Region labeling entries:
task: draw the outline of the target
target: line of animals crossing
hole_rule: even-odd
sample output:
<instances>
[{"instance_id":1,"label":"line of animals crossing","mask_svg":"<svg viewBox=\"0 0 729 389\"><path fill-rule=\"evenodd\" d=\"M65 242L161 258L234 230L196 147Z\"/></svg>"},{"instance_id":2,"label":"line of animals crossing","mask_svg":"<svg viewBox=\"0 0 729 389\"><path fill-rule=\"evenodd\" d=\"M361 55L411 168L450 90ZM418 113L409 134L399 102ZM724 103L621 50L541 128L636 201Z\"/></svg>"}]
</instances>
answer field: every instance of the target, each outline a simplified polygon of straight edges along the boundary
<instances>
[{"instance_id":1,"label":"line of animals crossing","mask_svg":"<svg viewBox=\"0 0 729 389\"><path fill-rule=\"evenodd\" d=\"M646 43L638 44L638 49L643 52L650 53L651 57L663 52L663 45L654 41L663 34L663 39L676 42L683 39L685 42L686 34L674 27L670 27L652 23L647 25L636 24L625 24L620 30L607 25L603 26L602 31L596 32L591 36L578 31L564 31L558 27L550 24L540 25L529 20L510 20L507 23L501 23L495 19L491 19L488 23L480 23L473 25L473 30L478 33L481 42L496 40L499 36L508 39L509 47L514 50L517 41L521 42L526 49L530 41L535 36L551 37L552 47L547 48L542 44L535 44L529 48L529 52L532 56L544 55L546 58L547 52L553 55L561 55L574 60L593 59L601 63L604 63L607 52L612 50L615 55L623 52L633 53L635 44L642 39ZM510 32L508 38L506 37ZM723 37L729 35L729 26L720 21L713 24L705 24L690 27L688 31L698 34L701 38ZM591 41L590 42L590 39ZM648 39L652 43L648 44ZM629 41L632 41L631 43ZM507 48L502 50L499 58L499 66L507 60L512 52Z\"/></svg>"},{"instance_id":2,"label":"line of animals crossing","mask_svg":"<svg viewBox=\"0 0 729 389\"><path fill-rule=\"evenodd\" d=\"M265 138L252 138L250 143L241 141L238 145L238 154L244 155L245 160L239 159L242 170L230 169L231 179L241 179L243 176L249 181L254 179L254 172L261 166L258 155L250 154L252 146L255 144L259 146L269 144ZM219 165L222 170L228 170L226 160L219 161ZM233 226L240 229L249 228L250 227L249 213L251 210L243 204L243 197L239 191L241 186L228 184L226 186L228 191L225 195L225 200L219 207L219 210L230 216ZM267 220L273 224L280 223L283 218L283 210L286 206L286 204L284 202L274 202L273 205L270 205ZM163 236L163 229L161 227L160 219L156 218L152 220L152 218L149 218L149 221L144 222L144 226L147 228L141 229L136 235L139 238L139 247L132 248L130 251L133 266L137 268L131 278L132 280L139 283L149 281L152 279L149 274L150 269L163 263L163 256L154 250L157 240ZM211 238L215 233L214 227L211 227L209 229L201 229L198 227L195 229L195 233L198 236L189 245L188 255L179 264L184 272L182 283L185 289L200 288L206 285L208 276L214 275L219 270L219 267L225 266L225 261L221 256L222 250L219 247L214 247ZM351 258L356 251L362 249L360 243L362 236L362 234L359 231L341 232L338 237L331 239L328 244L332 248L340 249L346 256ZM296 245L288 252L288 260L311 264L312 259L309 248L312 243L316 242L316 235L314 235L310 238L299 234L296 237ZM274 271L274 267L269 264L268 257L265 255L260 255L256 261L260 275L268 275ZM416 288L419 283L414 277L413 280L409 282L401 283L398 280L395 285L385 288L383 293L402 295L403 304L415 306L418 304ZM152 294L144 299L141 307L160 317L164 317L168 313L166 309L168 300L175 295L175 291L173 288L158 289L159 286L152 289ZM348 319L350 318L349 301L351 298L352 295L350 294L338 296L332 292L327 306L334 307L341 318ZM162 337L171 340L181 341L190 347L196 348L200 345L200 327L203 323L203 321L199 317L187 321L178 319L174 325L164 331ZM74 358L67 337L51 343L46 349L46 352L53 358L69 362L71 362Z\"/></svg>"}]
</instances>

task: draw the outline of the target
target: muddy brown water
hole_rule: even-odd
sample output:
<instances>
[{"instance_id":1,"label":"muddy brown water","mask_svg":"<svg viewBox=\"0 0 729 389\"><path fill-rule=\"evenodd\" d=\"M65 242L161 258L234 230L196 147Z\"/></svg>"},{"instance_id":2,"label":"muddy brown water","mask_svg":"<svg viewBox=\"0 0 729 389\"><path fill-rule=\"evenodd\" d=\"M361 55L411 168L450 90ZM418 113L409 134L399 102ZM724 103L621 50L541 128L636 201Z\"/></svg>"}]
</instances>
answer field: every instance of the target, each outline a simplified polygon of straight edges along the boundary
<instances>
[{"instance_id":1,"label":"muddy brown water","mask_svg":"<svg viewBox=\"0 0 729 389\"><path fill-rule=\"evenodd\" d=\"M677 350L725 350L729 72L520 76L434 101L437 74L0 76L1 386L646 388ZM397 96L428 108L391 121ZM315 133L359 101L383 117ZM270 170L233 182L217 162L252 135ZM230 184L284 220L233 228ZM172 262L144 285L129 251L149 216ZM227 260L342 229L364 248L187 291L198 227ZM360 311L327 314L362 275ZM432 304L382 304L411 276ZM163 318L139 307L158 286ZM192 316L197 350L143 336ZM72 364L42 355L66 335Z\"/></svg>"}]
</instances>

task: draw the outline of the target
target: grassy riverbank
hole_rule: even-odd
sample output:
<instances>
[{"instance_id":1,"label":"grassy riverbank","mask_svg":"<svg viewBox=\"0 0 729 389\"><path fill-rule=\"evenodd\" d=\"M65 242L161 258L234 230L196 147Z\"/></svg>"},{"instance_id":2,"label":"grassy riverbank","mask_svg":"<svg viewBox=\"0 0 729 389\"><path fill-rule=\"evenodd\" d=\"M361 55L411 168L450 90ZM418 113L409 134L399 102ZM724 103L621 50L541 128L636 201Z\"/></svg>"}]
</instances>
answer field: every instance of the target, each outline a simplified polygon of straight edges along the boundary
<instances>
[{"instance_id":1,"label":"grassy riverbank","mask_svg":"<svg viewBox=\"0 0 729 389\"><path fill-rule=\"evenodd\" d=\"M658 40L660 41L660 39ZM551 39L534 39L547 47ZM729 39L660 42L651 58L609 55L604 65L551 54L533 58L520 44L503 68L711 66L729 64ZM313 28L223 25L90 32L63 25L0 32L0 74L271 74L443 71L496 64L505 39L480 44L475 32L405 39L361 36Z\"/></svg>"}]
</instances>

> **Exercise brief**
Reproduce the entire listing word for word.

> **Result for this task**
task: draw the outline of the target
target: line of animals crossing
hole_rule: even-odd
sample output:
<instances>
[{"instance_id":1,"label":"line of animals crossing","mask_svg":"<svg viewBox=\"0 0 729 389\"><path fill-rule=\"evenodd\" d=\"M65 242L161 258L234 230L196 147Z\"/></svg>"},{"instance_id":2,"label":"line of animals crossing","mask_svg":"<svg viewBox=\"0 0 729 389\"><path fill-rule=\"evenodd\" d=\"M361 55L411 168L450 90ZM418 113L409 134L399 102ZM724 103L621 50L541 128L636 201Z\"/></svg>"}]
</instances>
answer field: every instance of the target, each outline a simplified polygon of straight edges along the boundary
<instances>
[{"instance_id":1,"label":"line of animals crossing","mask_svg":"<svg viewBox=\"0 0 729 389\"><path fill-rule=\"evenodd\" d=\"M646 43L638 44L638 49L643 52L650 53L651 57L663 52L663 45L654 41L663 34L663 39L676 42L683 39L685 42L686 34L674 27L670 27L652 23L647 25L636 24L625 24L620 30L607 25L603 26L602 31L596 32L591 36L578 31L564 31L558 27L550 24L540 25L529 20L510 20L507 23L501 23L495 19L491 19L488 23L480 23L473 25L473 30L478 33L481 42L496 40L499 36L508 39L509 47L514 50L517 41L521 42L526 49L530 41L535 36L551 37L552 47L547 48L542 44L535 44L529 48L529 52L532 56L544 55L546 58L547 52L553 55L561 55L574 60L593 59L601 63L604 63L607 52L612 50L615 55L623 52L633 53L635 44L642 39ZM510 32L508 38L506 37ZM723 37L729 35L729 26L720 21L713 24L705 24L690 27L688 31L698 34L701 38ZM591 41L590 42L590 39ZM648 39L652 43L648 44ZM629 41L632 41L631 43ZM507 48L502 50L499 58L499 66L507 60L512 52Z\"/></svg>"},{"instance_id":2,"label":"line of animals crossing","mask_svg":"<svg viewBox=\"0 0 729 389\"><path fill-rule=\"evenodd\" d=\"M265 138L252 138L250 143L241 141L238 145L238 154L244 155L245 160L239 159L242 170L230 169L231 179L241 179L243 176L249 181L254 179L254 172L261 166L258 155L250 154L252 146L255 144L259 146L269 144ZM219 165L222 170L228 170L226 160L219 161ZM233 226L240 229L249 228L250 227L249 213L251 210L243 204L243 197L239 191L241 186L228 184L226 186L228 191L225 195L225 200L219 207L219 210L230 216ZM267 220L273 224L280 223L283 218L283 210L286 206L286 204L284 202L274 202L273 205L270 205ZM163 236L163 229L161 227L160 219L156 218L152 220L152 218L149 218L149 221L144 222L144 226L147 228L141 229L136 235L139 238L139 247L132 248L130 251L133 266L137 268L131 278L132 280L139 283L149 281L152 279L149 274L150 269L163 263L163 256L154 250L157 240ZM211 238L215 233L214 227L211 227L209 229L201 229L198 227L195 229L195 233L198 236L189 245L188 255L179 264L184 272L182 283L185 289L200 288L206 285L208 276L214 275L219 270L219 267L225 266L225 261L221 256L222 250L219 247L214 247ZM351 258L356 251L362 249L360 243L362 236L362 234L359 231L341 232L338 237L331 239L328 244L332 248L340 249L346 256ZM296 245L288 252L288 260L311 264L312 259L309 248L312 243L316 242L316 235L314 235L310 238L299 234L296 237ZM274 271L274 267L269 264L268 257L265 255L260 255L256 261L260 275L268 275ZM416 288L419 283L414 277L413 280L409 282L401 283L398 280L395 285L385 288L383 293L402 295L403 304L415 306L418 304ZM152 294L144 299L141 307L160 317L164 317L168 313L166 309L168 300L175 295L175 291L173 288L158 289L159 286L152 289ZM348 319L350 318L349 301L351 298L352 295L350 294L338 296L332 292L327 306L334 307L341 318ZM162 337L171 340L181 341L190 347L196 348L200 345L200 327L203 323L203 321L199 317L187 321L178 319L174 325L164 331ZM74 358L67 337L51 343L46 349L46 352L53 358L69 362L71 362Z\"/></svg>"}]
</instances>

task: draw the outline of the target
target: muddy brown water
hole_rule: even-odd
sample output:
<instances>
[{"instance_id":1,"label":"muddy brown water","mask_svg":"<svg viewBox=\"0 0 729 389\"><path fill-rule=\"evenodd\" d=\"M65 242L161 258L234 230L196 147Z\"/></svg>"},{"instance_id":2,"label":"muddy brown water","mask_svg":"<svg viewBox=\"0 0 729 389\"><path fill-rule=\"evenodd\" d=\"M361 55L411 168L450 90ZM418 113L409 134L399 102ZM724 103L621 50L541 128L636 201Z\"/></svg>"}]
</instances>
answer field: every instance of the target, each outline a simplified polygon of straight edges along the boundary
<instances>
[{"instance_id":1,"label":"muddy brown water","mask_svg":"<svg viewBox=\"0 0 729 389\"><path fill-rule=\"evenodd\" d=\"M677 350L725 350L729 72L520 76L434 101L437 74L0 76L1 386L646 388ZM397 96L428 108L391 121ZM315 133L359 101L383 117ZM270 170L233 182L217 162L252 135ZM230 184L284 220L233 228ZM172 262L144 285L129 251L149 216ZM227 260L342 229L364 248L187 291L198 227ZM360 311L327 314L362 275ZM432 304L382 304L411 276ZM163 318L139 307L158 286ZM192 316L197 350L143 336ZM72 364L42 355L66 335Z\"/></svg>"}]
</instances>

task: draw the outline of the target
target: grassy riverbank
hole_rule: even-odd
sample output:
<instances>
[{"instance_id":1,"label":"grassy riverbank","mask_svg":"<svg viewBox=\"0 0 729 389\"><path fill-rule=\"evenodd\" d=\"M65 242L161 258L234 230L196 147Z\"/></svg>"},{"instance_id":2,"label":"grassy riverbank","mask_svg":"<svg viewBox=\"0 0 729 389\"><path fill-rule=\"evenodd\" d=\"M361 55L411 168L450 90ZM418 113L409 134L399 102ZM724 103L621 50L541 128L636 201Z\"/></svg>"}]
</instances>
answer field: every instance of the target, each outline a simplified polygon of straight edges along the boundary
<instances>
[{"instance_id":1,"label":"grassy riverbank","mask_svg":"<svg viewBox=\"0 0 729 389\"><path fill-rule=\"evenodd\" d=\"M658 40L660 41L660 39ZM551 39L534 39L547 47ZM729 39L660 42L651 58L609 55L604 65L551 54L533 58L520 44L503 68L711 66L729 64ZM313 28L223 25L90 32L63 25L0 32L0 74L271 74L443 71L496 64L505 39L480 44L475 32L405 39L361 36Z\"/></svg>"}]
</instances>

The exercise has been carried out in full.